Data records
════════════════
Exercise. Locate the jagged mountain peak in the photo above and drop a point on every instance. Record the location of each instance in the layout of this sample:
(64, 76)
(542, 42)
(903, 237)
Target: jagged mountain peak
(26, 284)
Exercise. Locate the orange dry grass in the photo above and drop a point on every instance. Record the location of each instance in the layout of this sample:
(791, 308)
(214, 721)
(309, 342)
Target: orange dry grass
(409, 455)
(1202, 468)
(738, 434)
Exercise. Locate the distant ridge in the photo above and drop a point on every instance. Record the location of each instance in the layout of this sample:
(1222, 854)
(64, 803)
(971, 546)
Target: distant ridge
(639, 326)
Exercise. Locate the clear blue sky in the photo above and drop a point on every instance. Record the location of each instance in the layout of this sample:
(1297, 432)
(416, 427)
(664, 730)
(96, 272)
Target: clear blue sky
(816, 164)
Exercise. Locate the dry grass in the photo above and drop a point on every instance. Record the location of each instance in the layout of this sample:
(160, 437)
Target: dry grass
════════════════
Rewrite all the data above with every "drop a point on" changed to "place a marker on". Keep everything else the same.

Exercise. Locate the jagged mountain peak in the photo above and place a marker on every instance. Record the location of each instance in the layout of this sample:
(64, 76)
(542, 42)
(903, 237)
Target: jagged mountain peak
(26, 284)
Exercise. Locate the orange dry grass in the photo above and place a marker on every instance. Record the location of each instance in the layout of this sample:
(791, 308)
(214, 721)
(309, 342)
Target: orange dry grass
(409, 455)
(1202, 468)
(738, 434)
Exercise. Locate the distant ridge in the photo above and place a marker on every instance. Record the location of each instance in the layout of this sample:
(1222, 854)
(64, 803)
(971, 546)
Target: distant ridge
(639, 326)
Exercise. Locate the clear blue sky in the photo above and place a marker on every instance. Record the location of each instance in the layout of this sample:
(1297, 432)
(416, 427)
(664, 730)
(96, 272)
Target: clear blue sky
(816, 164)
Exercise. Locate the dry grass in the photo above and place a marker on every instance. Record the location of each instance in the layout of this sample:
(160, 437)
Target: dry grass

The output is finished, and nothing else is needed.